(WRITTEN EXERCISE):
Show, copied in full, every line below that contains the word "dress". Case counts.

(RAW DATA):
┌──

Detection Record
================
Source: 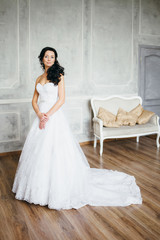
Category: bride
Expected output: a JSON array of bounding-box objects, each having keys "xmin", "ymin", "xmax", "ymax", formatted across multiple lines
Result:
[{"xmin": 12, "ymin": 47, "xmax": 142, "ymax": 210}]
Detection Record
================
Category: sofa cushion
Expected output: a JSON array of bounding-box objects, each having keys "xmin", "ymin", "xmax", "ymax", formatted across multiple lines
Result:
[
  {"xmin": 97, "ymin": 107, "xmax": 120, "ymax": 127},
  {"xmin": 116, "ymin": 108, "xmax": 138, "ymax": 126},
  {"xmin": 137, "ymin": 109, "xmax": 155, "ymax": 124},
  {"xmin": 129, "ymin": 104, "xmax": 143, "ymax": 117}
]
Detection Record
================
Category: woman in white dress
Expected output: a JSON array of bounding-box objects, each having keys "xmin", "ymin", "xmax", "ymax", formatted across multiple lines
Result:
[{"xmin": 12, "ymin": 47, "xmax": 142, "ymax": 210}]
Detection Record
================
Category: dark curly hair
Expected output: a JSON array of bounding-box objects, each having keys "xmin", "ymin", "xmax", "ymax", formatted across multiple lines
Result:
[{"xmin": 38, "ymin": 47, "xmax": 64, "ymax": 85}]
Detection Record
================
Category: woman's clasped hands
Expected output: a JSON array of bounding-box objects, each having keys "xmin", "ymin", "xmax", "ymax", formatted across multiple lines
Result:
[{"xmin": 38, "ymin": 113, "xmax": 49, "ymax": 129}]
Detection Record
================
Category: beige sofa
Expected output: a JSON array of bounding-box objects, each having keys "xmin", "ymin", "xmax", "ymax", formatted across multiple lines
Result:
[{"xmin": 91, "ymin": 96, "xmax": 160, "ymax": 156}]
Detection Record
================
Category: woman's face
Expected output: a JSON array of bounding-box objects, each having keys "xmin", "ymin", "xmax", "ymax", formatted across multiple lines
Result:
[{"xmin": 43, "ymin": 50, "xmax": 55, "ymax": 67}]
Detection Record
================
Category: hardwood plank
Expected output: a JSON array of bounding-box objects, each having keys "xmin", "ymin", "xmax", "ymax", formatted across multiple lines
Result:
[{"xmin": 0, "ymin": 137, "xmax": 160, "ymax": 240}]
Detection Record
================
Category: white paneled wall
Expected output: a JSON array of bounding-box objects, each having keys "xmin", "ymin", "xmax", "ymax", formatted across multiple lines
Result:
[{"xmin": 0, "ymin": 0, "xmax": 160, "ymax": 152}]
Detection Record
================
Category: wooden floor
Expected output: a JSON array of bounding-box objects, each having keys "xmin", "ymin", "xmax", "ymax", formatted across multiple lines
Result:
[{"xmin": 0, "ymin": 137, "xmax": 160, "ymax": 240}]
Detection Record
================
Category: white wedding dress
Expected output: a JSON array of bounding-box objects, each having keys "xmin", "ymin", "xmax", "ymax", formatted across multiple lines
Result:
[{"xmin": 12, "ymin": 82, "xmax": 142, "ymax": 210}]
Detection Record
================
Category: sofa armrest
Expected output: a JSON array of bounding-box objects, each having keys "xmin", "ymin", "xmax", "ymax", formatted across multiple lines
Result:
[
  {"xmin": 92, "ymin": 117, "xmax": 103, "ymax": 127},
  {"xmin": 148, "ymin": 114, "xmax": 159, "ymax": 126}
]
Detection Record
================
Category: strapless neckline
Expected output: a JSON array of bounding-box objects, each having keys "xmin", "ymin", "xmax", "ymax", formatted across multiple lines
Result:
[{"xmin": 37, "ymin": 82, "xmax": 53, "ymax": 87}]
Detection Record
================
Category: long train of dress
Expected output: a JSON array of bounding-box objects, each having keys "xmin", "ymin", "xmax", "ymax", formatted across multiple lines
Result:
[{"xmin": 12, "ymin": 82, "xmax": 142, "ymax": 210}]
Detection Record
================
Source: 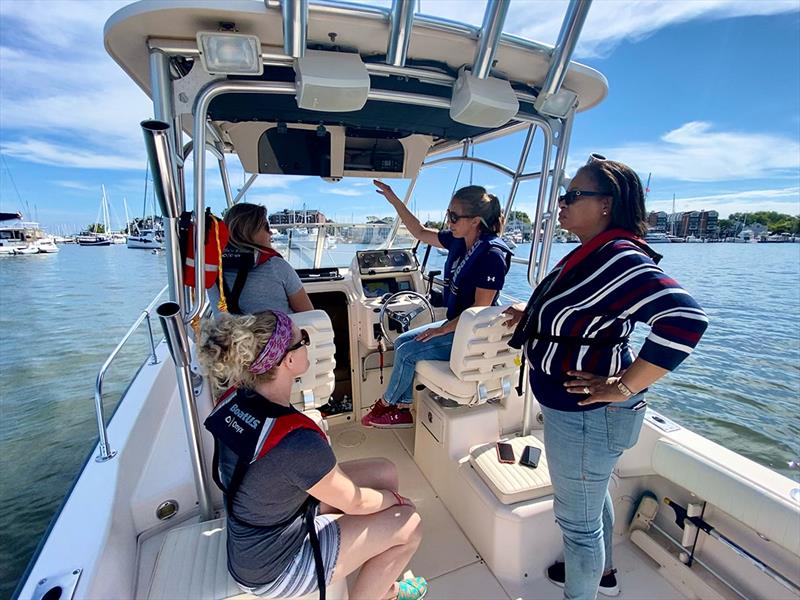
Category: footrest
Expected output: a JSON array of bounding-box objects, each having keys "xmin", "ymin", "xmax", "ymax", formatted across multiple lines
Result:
[{"xmin": 469, "ymin": 435, "xmax": 553, "ymax": 504}]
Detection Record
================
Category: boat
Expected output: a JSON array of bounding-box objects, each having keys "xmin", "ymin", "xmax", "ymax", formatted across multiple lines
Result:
[
  {"xmin": 644, "ymin": 231, "xmax": 672, "ymax": 244},
  {"xmin": 17, "ymin": 0, "xmax": 800, "ymax": 600},
  {"xmin": 0, "ymin": 213, "xmax": 58, "ymax": 256}
]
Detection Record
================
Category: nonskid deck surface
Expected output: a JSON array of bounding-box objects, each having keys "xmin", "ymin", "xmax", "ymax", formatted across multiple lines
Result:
[{"xmin": 137, "ymin": 424, "xmax": 683, "ymax": 600}]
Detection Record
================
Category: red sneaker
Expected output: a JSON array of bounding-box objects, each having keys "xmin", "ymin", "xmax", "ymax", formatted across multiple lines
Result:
[
  {"xmin": 362, "ymin": 406, "xmax": 414, "ymax": 429},
  {"xmin": 361, "ymin": 400, "xmax": 394, "ymax": 427}
]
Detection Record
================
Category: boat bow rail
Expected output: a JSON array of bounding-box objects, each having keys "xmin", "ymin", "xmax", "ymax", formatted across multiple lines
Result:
[{"xmin": 94, "ymin": 286, "xmax": 168, "ymax": 462}]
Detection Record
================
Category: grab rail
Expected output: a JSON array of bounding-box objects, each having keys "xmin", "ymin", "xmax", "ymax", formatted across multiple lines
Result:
[{"xmin": 94, "ymin": 285, "xmax": 169, "ymax": 462}]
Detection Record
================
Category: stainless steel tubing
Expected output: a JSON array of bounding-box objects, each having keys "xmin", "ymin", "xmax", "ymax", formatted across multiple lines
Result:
[
  {"xmin": 141, "ymin": 120, "xmax": 181, "ymax": 219},
  {"xmin": 472, "ymin": 0, "xmax": 511, "ymax": 79},
  {"xmin": 281, "ymin": 0, "xmax": 308, "ymax": 58},
  {"xmin": 386, "ymin": 0, "xmax": 417, "ymax": 67},
  {"xmin": 534, "ymin": 0, "xmax": 592, "ymax": 110},
  {"xmin": 142, "ymin": 120, "xmax": 184, "ymax": 306},
  {"xmin": 156, "ymin": 302, "xmax": 214, "ymax": 521}
]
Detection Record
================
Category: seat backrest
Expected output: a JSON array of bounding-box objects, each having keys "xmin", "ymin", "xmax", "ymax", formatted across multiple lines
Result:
[
  {"xmin": 450, "ymin": 306, "xmax": 520, "ymax": 382},
  {"xmin": 291, "ymin": 310, "xmax": 336, "ymax": 411}
]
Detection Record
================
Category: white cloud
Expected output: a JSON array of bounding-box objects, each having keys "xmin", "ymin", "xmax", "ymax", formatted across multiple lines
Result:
[
  {"xmin": 0, "ymin": 138, "xmax": 142, "ymax": 169},
  {"xmin": 569, "ymin": 121, "xmax": 800, "ymax": 182}
]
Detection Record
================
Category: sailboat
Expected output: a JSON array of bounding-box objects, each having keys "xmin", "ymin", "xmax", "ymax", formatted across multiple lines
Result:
[{"xmin": 75, "ymin": 185, "xmax": 112, "ymax": 246}]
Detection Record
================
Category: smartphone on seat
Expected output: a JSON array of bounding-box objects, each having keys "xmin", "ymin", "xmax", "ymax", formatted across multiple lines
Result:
[
  {"xmin": 495, "ymin": 442, "xmax": 516, "ymax": 465},
  {"xmin": 519, "ymin": 446, "xmax": 542, "ymax": 469}
]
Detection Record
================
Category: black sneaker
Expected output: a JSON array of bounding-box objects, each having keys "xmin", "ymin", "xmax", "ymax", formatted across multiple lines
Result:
[{"xmin": 544, "ymin": 561, "xmax": 619, "ymax": 596}]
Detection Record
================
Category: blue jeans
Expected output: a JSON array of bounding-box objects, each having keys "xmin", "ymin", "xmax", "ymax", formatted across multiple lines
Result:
[
  {"xmin": 383, "ymin": 321, "xmax": 455, "ymax": 404},
  {"xmin": 541, "ymin": 394, "xmax": 645, "ymax": 600}
]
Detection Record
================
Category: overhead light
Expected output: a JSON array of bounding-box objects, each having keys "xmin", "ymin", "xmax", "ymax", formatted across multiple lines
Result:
[
  {"xmin": 197, "ymin": 31, "xmax": 264, "ymax": 75},
  {"xmin": 534, "ymin": 88, "xmax": 578, "ymax": 119},
  {"xmin": 450, "ymin": 68, "xmax": 519, "ymax": 127},
  {"xmin": 294, "ymin": 50, "xmax": 370, "ymax": 112}
]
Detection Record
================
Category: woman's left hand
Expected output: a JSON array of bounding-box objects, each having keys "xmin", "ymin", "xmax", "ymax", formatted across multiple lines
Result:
[
  {"xmin": 564, "ymin": 371, "xmax": 630, "ymax": 406},
  {"xmin": 414, "ymin": 327, "xmax": 450, "ymax": 342}
]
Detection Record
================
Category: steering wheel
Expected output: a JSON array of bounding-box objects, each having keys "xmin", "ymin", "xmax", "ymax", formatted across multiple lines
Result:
[{"xmin": 378, "ymin": 291, "xmax": 436, "ymax": 344}]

└──

(RESPONSE TO THE EXERCISE):
Category: woman in white dress
Category: white wedding dress
Category: long train of dress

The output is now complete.